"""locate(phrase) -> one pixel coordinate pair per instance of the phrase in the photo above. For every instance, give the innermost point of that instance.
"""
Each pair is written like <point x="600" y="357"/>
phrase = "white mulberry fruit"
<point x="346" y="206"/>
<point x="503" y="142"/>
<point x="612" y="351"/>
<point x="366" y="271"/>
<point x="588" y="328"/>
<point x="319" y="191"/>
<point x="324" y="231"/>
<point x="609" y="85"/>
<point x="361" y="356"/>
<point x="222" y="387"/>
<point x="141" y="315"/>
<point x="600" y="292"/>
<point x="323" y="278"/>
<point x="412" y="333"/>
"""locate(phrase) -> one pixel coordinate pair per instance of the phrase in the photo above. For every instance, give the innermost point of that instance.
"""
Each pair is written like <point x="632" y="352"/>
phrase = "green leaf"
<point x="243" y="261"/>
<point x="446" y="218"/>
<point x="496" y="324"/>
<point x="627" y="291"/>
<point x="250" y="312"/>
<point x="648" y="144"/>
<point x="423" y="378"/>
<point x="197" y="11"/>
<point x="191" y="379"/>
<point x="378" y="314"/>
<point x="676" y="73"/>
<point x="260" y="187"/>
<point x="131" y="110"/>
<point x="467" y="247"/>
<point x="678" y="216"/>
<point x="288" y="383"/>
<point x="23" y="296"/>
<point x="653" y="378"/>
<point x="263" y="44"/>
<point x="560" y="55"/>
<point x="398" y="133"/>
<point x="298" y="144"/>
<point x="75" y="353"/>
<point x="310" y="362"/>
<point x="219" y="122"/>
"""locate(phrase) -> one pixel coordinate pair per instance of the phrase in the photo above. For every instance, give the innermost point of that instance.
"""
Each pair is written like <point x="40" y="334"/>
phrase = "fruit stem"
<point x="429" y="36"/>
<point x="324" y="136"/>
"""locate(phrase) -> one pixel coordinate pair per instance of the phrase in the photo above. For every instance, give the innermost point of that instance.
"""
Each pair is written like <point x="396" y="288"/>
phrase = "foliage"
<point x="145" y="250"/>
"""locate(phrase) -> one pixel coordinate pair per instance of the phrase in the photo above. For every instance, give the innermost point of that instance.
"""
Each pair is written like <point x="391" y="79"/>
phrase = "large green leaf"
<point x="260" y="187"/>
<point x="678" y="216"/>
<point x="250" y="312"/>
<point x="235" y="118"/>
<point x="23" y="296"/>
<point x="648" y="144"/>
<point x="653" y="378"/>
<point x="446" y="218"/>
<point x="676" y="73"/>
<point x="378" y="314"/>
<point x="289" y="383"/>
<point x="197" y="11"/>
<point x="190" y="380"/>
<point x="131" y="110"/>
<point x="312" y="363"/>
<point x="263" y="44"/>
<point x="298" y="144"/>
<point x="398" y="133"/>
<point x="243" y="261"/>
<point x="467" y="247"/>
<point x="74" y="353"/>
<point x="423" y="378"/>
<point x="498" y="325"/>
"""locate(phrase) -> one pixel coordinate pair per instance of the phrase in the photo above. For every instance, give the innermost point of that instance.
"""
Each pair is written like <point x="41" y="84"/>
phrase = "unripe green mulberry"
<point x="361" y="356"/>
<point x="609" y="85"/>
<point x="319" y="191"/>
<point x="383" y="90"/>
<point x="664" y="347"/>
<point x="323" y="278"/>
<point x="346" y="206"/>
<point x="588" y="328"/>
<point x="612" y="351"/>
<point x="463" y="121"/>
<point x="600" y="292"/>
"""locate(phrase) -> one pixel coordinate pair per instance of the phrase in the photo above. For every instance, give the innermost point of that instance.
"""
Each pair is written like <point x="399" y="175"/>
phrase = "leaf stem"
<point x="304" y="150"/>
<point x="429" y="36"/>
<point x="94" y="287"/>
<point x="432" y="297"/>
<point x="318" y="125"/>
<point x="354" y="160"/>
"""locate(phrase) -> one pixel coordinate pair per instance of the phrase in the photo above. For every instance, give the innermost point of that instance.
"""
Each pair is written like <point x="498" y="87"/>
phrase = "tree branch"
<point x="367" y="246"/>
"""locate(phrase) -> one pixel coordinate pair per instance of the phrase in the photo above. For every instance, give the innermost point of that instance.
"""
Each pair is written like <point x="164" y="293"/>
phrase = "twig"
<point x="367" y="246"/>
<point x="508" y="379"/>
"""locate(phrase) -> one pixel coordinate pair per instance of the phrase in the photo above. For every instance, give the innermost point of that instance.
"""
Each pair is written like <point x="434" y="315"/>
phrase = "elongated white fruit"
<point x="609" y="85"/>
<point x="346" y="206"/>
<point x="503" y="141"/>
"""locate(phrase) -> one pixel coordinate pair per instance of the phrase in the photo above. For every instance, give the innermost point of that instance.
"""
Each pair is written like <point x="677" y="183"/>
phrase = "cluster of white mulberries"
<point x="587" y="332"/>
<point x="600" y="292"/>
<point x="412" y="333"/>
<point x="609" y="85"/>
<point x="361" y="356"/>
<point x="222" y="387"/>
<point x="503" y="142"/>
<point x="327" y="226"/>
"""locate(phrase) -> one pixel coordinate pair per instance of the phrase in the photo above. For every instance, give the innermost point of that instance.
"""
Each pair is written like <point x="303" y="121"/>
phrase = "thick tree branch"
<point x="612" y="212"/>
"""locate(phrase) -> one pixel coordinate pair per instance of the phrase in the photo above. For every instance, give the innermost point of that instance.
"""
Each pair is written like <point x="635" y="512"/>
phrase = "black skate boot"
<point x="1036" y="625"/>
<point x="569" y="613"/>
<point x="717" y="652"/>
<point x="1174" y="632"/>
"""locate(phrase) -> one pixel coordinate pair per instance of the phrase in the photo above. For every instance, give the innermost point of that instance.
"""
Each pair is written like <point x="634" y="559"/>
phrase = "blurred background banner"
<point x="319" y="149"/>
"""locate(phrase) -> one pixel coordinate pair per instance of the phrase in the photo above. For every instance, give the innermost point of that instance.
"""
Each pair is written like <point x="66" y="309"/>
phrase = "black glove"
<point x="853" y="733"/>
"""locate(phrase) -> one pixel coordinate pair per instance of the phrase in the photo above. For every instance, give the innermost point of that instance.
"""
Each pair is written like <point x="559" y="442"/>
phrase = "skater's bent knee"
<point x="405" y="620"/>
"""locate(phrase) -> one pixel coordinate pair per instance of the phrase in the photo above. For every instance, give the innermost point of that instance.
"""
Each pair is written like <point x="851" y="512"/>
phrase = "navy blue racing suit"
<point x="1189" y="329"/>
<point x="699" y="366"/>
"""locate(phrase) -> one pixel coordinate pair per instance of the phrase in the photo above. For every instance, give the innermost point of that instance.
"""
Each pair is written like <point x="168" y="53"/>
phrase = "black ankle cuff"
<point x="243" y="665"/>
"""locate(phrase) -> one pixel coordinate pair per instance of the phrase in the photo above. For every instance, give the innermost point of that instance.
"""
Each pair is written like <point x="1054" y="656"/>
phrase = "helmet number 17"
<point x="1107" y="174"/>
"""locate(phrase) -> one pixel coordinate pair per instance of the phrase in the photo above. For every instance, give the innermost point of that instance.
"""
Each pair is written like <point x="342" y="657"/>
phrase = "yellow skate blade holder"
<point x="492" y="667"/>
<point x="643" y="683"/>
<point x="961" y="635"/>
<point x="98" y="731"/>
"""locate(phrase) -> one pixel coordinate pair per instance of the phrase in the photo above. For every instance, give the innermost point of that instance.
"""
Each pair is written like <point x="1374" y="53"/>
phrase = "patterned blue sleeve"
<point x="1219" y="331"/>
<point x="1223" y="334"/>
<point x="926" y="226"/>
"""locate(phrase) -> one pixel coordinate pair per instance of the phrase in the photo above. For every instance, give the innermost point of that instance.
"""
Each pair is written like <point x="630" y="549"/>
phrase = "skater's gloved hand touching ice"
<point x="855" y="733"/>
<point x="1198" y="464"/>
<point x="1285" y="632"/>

===============

» **Description of the task**
Your task is to reproduce the records in full, without any alteration.

» **Worked solution**
"""locate(phrase) -> one pixel coordinate pair per instance of the phrase in the photo above. For every instance, give the innermost point of that instance.
"""
Each pair is written like <point x="600" y="357"/>
phrase = "white mulberry fruit"
<point x="346" y="206"/>
<point x="503" y="142"/>
<point x="612" y="351"/>
<point x="366" y="271"/>
<point x="588" y="328"/>
<point x="319" y="191"/>
<point x="324" y="231"/>
<point x="609" y="85"/>
<point x="361" y="356"/>
<point x="222" y="387"/>
<point x="141" y="315"/>
<point x="600" y="292"/>
<point x="323" y="278"/>
<point x="412" y="333"/>
"""locate(phrase) -> one pixel coordinate pair per instance of the phrase in the photo above. For every instance, give the innermost point of that instance.
"""
Each pair is written like <point x="632" y="352"/>
phrase = "green leaf"
<point x="243" y="261"/>
<point x="446" y="218"/>
<point x="496" y="324"/>
<point x="627" y="291"/>
<point x="250" y="312"/>
<point x="648" y="144"/>
<point x="423" y="378"/>
<point x="197" y="11"/>
<point x="191" y="379"/>
<point x="378" y="314"/>
<point x="676" y="73"/>
<point x="260" y="187"/>
<point x="131" y="110"/>
<point x="467" y="247"/>
<point x="678" y="216"/>
<point x="288" y="383"/>
<point x="23" y="296"/>
<point x="653" y="378"/>
<point x="263" y="44"/>
<point x="560" y="55"/>
<point x="398" y="133"/>
<point x="298" y="144"/>
<point x="75" y="353"/>
<point x="310" y="362"/>
<point x="219" y="122"/>
"""locate(phrase) -> one pixel coordinate pair per instance of the phrase in the photo above. For every instance, give the innermost point of that instance.
"""
Each pair is written like <point x="40" y="334"/>
phrase = "fruit stem"
<point x="429" y="36"/>
<point x="324" y="136"/>
"""locate(phrase) -> one pixel coordinate pair per instance of the phrase in the photo above. For every instance, give the innermost point of that instance.
"""
Each pair is written like <point x="396" y="288"/>
phrase = "foliage"
<point x="145" y="250"/>
"""locate(phrase) -> one pixel coordinate pair per instance of the phrase in the photo above. For every instance, give the innermost point of that instance.
"""
Each pair is written like <point x="391" y="79"/>
phrase = "large green leaf"
<point x="260" y="187"/>
<point x="678" y="216"/>
<point x="250" y="312"/>
<point x="235" y="118"/>
<point x="23" y="296"/>
<point x="648" y="144"/>
<point x="653" y="378"/>
<point x="446" y="218"/>
<point x="676" y="73"/>
<point x="378" y="314"/>
<point x="289" y="383"/>
<point x="197" y="11"/>
<point x="190" y="380"/>
<point x="131" y="110"/>
<point x="312" y="363"/>
<point x="263" y="44"/>
<point x="298" y="144"/>
<point x="398" y="133"/>
<point x="243" y="261"/>
<point x="467" y="247"/>
<point x="74" y="353"/>
<point x="423" y="378"/>
<point x="498" y="325"/>
"""locate(phrase) -> one pixel coordinate pair per instance of the phrase in the photo above. For every instance, give the innermost point of that instance.
"""
Each pair is written like <point x="41" y="84"/>
phrase = "unripe green mulberry"
<point x="361" y="356"/>
<point x="609" y="85"/>
<point x="319" y="191"/>
<point x="383" y="90"/>
<point x="664" y="347"/>
<point x="323" y="278"/>
<point x="346" y="206"/>
<point x="588" y="328"/>
<point x="612" y="351"/>
<point x="463" y="121"/>
<point x="600" y="292"/>
"""locate(phrase) -> one pixel coordinate pair per instance of the phrase in the photo above. For every instance, give the innermost point of that instance.
"""
Each pair is written like <point x="399" y="175"/>
phrase = "leaf stem"
<point x="304" y="150"/>
<point x="429" y="36"/>
<point x="94" y="287"/>
<point x="432" y="297"/>
<point x="318" y="125"/>
<point x="354" y="160"/>
"""locate(phrase) -> one pixel coordinate pair per instance of the phrase in the photo above. For every instance, give the innermost point of that instance.
"""
Each pair is written like <point x="498" y="87"/>
phrase = "tree branch"
<point x="367" y="246"/>
"""locate(phrase) -> one pixel coordinate pair per instance of the phrase in the photo above. For every instance, give the innermost point of that instance.
"""
Each pair is written like <point x="164" y="293"/>
phrase = "twig"
<point x="367" y="246"/>
<point x="508" y="379"/>
"""locate(phrase) -> one pixel coordinate pair per instance of the phrase in the photo above. For every instance, give the innermost point of that instance.
"""
Each pair is written like <point x="434" y="315"/>
phrase = "elongated white fruit"
<point x="609" y="85"/>
<point x="346" y="206"/>
<point x="503" y="141"/>
"""locate(phrase) -> one pixel coordinate pair per instance of the phrase in the photo above. For every instance, give the innermost point of that instance.
"""
Each pair is written like <point x="677" y="183"/>
phrase = "cluster of white mulberries"
<point x="587" y="332"/>
<point x="600" y="292"/>
<point x="412" y="333"/>
<point x="609" y="85"/>
<point x="361" y="356"/>
<point x="222" y="387"/>
<point x="503" y="142"/>
<point x="327" y="226"/>
"""locate(phrase) -> one pixel coordinate pair per instance of the phrase in the photo above. For every instance, give the innermost point of that instance.
"""
Each pair is written like <point x="303" y="121"/>
phrase = "thick tree branch"
<point x="612" y="212"/>
"""locate(phrase) -> one pixel coordinate pair per instance of the phrase in the photo above. For every instance, give the innermost point of that instance.
"""
Each pair is written like <point x="635" y="512"/>
phrase = "black skate boot"
<point x="1036" y="625"/>
<point x="569" y="613"/>
<point x="717" y="652"/>
<point x="1174" y="632"/>
"""locate(phrase) -> one pixel coordinate pair per instance of the phrase in the photo above. For every instance, give the innermost point of that instance.
"""
Each pair is written like <point x="634" y="559"/>
phrase = "blurred background banner"
<point x="319" y="149"/>
"""locate(phrase) -> one pixel coordinate pair per instance of the phrase in the photo above. For every instance, give the innermost point of that instance.
"""
Each pair is written like <point x="66" y="309"/>
phrase = "black glove"
<point x="853" y="733"/>
"""locate(phrase) -> one pixel coordinate pair per instance of the phrase in the photo above. For every instance, give the innermost point of that instance.
"""
Each pair is written like <point x="559" y="442"/>
phrase = "skater's bent knee"
<point x="405" y="620"/>
"""locate(phrase) -> one pixel coordinate pair per instance of the phrase in the photo above. For every instance, give the innermost point of that instance.
"""
Each pair is written like <point x="851" y="512"/>
phrase = "navy blue racing suit"
<point x="1189" y="329"/>
<point x="699" y="366"/>
"""locate(phrase) -> one pixel coordinate pair per instance of the phrase in the photo above. For every instance, give the innermost point of that instance.
"""
Each pair is written like <point x="168" y="53"/>
phrase = "black ankle cuff"
<point x="243" y="665"/>
"""locate(phrase) -> one pixel coordinate pair per instance of the phrase in the photo above. For every instance, give the innermost point of that instance.
"""
Each pair is written like <point x="1054" y="656"/>
phrase = "helmet number 17"
<point x="1107" y="174"/>
"""locate(phrase) -> one pixel coordinate pair per instance of the phrase in the photo above. For every instance, give the innermost point of that instance.
"""
Each pair is written like <point x="342" y="657"/>
phrase = "yellow skate blade holder"
<point x="492" y="667"/>
<point x="643" y="683"/>
<point x="961" y="635"/>
<point x="98" y="731"/>
"""locate(phrase) -> one pixel coordinate pair per instance of the phrase in the photo above. For every instance, give the innermost point of that instance.
"""
Each pair is written like <point x="1374" y="53"/>
phrase = "patterned blue sleeve"
<point x="1219" y="331"/>
<point x="1223" y="334"/>
<point x="926" y="226"/>
"""locate(phrase) -> one pixel coordinate pair per instance of the phrase in the photo above. For every instance, give the innermost point of that instance.
"""
Each pair is written like <point x="630" y="549"/>
phrase = "skater's gloved hand touching ice"
<point x="855" y="733"/>
<point x="1198" y="464"/>
<point x="1285" y="632"/>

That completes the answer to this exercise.